[Extracted records]

::::

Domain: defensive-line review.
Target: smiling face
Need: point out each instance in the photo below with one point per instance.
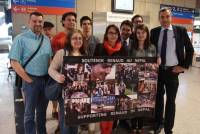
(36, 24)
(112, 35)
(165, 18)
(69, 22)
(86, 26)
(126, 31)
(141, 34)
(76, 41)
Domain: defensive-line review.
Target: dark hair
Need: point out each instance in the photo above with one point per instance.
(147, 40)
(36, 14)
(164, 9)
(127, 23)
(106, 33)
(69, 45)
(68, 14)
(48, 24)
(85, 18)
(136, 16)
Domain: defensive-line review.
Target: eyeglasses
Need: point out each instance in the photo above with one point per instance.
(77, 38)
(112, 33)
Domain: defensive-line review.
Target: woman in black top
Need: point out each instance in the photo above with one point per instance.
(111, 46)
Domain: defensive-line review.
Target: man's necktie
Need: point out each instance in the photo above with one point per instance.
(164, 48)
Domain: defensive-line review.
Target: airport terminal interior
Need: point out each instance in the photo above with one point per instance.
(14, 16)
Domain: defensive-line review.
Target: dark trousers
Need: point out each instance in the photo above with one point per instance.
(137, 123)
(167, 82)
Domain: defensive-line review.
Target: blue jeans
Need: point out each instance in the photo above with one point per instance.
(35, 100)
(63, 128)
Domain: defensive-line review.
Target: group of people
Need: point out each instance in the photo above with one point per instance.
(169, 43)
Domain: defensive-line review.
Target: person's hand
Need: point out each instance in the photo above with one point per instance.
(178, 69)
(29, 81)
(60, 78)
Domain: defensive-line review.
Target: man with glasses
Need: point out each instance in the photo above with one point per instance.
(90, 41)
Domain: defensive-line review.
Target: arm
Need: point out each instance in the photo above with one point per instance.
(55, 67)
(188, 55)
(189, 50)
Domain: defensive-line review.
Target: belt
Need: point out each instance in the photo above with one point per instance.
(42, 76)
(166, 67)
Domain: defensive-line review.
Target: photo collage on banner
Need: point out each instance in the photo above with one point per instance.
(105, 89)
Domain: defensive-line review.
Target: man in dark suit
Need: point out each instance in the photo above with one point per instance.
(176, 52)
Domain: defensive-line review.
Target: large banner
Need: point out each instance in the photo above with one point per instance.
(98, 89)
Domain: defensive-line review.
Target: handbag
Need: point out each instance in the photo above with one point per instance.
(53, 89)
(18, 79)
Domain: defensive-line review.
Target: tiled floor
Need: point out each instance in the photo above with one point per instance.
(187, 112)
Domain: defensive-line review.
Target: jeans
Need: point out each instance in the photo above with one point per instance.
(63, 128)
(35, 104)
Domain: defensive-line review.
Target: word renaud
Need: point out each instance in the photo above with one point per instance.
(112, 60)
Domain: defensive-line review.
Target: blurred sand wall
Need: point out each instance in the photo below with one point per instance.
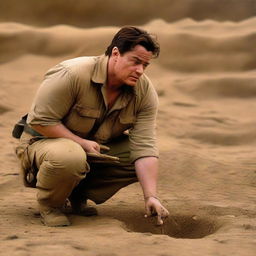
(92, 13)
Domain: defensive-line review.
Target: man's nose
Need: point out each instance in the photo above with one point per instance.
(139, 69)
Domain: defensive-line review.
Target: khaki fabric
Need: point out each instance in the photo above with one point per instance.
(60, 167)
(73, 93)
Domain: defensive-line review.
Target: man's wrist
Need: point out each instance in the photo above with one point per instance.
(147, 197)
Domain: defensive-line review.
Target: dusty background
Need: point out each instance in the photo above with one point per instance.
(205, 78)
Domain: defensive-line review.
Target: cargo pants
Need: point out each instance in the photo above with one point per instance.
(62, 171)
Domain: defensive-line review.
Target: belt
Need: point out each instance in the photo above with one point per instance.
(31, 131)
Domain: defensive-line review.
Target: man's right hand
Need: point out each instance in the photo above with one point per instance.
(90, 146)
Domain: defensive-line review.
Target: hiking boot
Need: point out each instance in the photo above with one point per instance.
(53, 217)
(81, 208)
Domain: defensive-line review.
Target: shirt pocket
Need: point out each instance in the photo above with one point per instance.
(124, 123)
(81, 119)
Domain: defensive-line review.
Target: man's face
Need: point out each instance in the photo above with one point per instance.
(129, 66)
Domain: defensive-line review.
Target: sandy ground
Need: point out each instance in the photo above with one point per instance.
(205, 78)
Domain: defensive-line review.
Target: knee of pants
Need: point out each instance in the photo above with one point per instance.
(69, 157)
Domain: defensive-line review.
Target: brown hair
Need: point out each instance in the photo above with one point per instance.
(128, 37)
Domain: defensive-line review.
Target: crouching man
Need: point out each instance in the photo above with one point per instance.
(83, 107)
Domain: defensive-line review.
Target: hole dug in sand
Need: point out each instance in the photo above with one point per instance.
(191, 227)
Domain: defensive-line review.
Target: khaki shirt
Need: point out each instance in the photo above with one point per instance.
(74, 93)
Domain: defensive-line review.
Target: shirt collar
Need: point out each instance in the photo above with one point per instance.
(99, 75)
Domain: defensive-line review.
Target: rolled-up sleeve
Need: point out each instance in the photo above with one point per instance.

::::

(Aim of the task)
Print the records exactly and omit all pictures.

(Result for this task)
Domain: defensive-line review.
Target: smiling face
Need: point out each instance in the photo below with one point per instance.
(36, 24)
(112, 35)
(165, 18)
(69, 22)
(86, 26)
(126, 31)
(141, 34)
(76, 41)
Domain: defensive-line review.
Target: dark hair
Need: point out each instance in the photo above with one point per instance.
(147, 40)
(36, 14)
(164, 9)
(127, 23)
(106, 33)
(69, 45)
(68, 14)
(48, 24)
(85, 18)
(136, 16)
Domain: defensive-line review.
Target: eyeglasses
Need: point out each instance in the photo above with one point per instance.
(77, 38)
(112, 33)
Domain: defensive-line review.
Target: woman in black top
Need: point out each instance in the photo above with one point per instance.
(111, 46)
Domain: defensive-line review.
Target: man's necktie
Need: point out each instance in the photo above with one point per instance.
(164, 48)
Domain: defensive-line review.
Target: airport terminal interior
Need: point out each instance in the photo above with one point per instance.
(14, 16)
Domain: defensive-line review.
Target: dark trousers
Need: point out each instance in the photo above with one point per instance.
(137, 123)
(167, 82)
Domain: defensive-line review.
Target: blue jeans
Need: point out each instance in the photo above with one point per instance.
(35, 100)
(63, 128)
Domain: defensive-line review.
Target: group of people
Need: point out each instance in the photo above with one point per instance.
(169, 43)
Domain: defensive-line review.
Target: person's hand
Need: point out each instance in the photo above with one point per instance.
(178, 69)
(29, 81)
(60, 78)
Domain: defensive-line review.
Target: man with glasses
Need: point out each instance in the photo above with one point per instance.
(90, 41)
Domain: defensive-line review.
Target: arm
Need: point out each instance in the photo above with one point per instance.
(55, 67)
(188, 55)
(189, 50)
Domain: defensive-line review.
Target: belt
Need: point out each instance in the photo above with one point per instance.
(42, 76)
(166, 67)
Domain: defensive-line review.
Target: photo collage on banner
Need: point out each instance in the photo above with one point per instance.
(105, 89)
Domain: defensive-line review.
Target: man in dark suit
Need: point out each instance in the photo above with one point per instance.
(176, 52)
Domain: defensive-line review.
Target: large banner
Need: point out each instance in the photo above with one point per instance.
(98, 89)
Domain: defensive-line review.
Target: handbag
Need: point out each instance in the photo above with one point per instance.
(53, 89)
(18, 79)
Domain: defensive-line review.
Target: tiled floor
Need: point out each instance in the photo above with one point per instance.
(187, 112)
Domain: defensive-line review.
Target: jeans
Need: point out each instance in the photo above with one point per instance.
(63, 128)
(35, 104)
Domain: defensive-line review.
Target: word renaud
Need: point out each instance in the photo above with one point per instance.
(112, 60)
Domain: defensive-line review.
Target: blurred sand wall
Need: point out each instance in the photo below with one point per instance.
(92, 13)
Domain: defensive-line review.
Target: man's nose
Need: point out each instance in the photo above with one point per instance.
(139, 69)
Domain: defensive-line review.
Target: khaki fabric
Need: point out each instance in the photo above with one point per instance.
(60, 167)
(73, 93)
Domain: defensive-line review.
Target: man's wrist
Need: point out each instance in the photo above with one point per instance.
(147, 197)
Domain: defensive-line review.
Target: dusty background
Need: point out each instance in the photo above with one point per instance.
(205, 78)
Domain: defensive-line review.
Target: cargo pants
Need: point out each instance in the photo above with one point per instance.
(62, 171)
Domain: defensive-line review.
Target: belt
Need: point out each instance in the photo above with one point per instance.
(31, 131)
Domain: defensive-line review.
Target: man's right hand
Need: point out each instance in the photo above with one point per instance.
(90, 146)
Domain: defensive-line review.
Target: hiking boot
Need: point out each instance in the photo above with one point per instance.
(53, 217)
(81, 208)
Domain: defensive-line review.
Target: shirt pocket
Need: point out each instance in the photo above with one point per instance.
(124, 123)
(81, 119)
Domain: defensive-line review.
Target: man's face
Need: point out each instance in the photo above with one point per instance.
(129, 66)
Domain: defensive-line review.
Target: sandy ground
Need: point out each instance in the photo above with one point per instance.
(205, 78)
Domain: defensive-line review.
Target: knee of pants
Need: point out each instance in the photo above with one point per instance.
(69, 157)
Domain: defensive-line review.
Target: brown hair
Need: point out each instance in the photo above with one point per instance.
(128, 37)
Domain: defensive-line review.
Target: crouching man
Need: point out each instance in the photo above with one point per instance.
(83, 107)
Domain: defensive-line review.
Target: hole dug in sand
Need: point out each instance in the photo above with one point per instance.
(191, 227)
Domain: defensive-line review.
Target: khaki shirt
Need: point out each instance in the photo above with one point per instance.
(74, 93)
Domain: defensive-line review.
Target: shirt collar
Need: point out each instance in the photo above with one point per instance.
(99, 75)
Domain: defensive-line review.
Target: rolled-up sleeve
Need: point out each instance in the photo above with one point per instance.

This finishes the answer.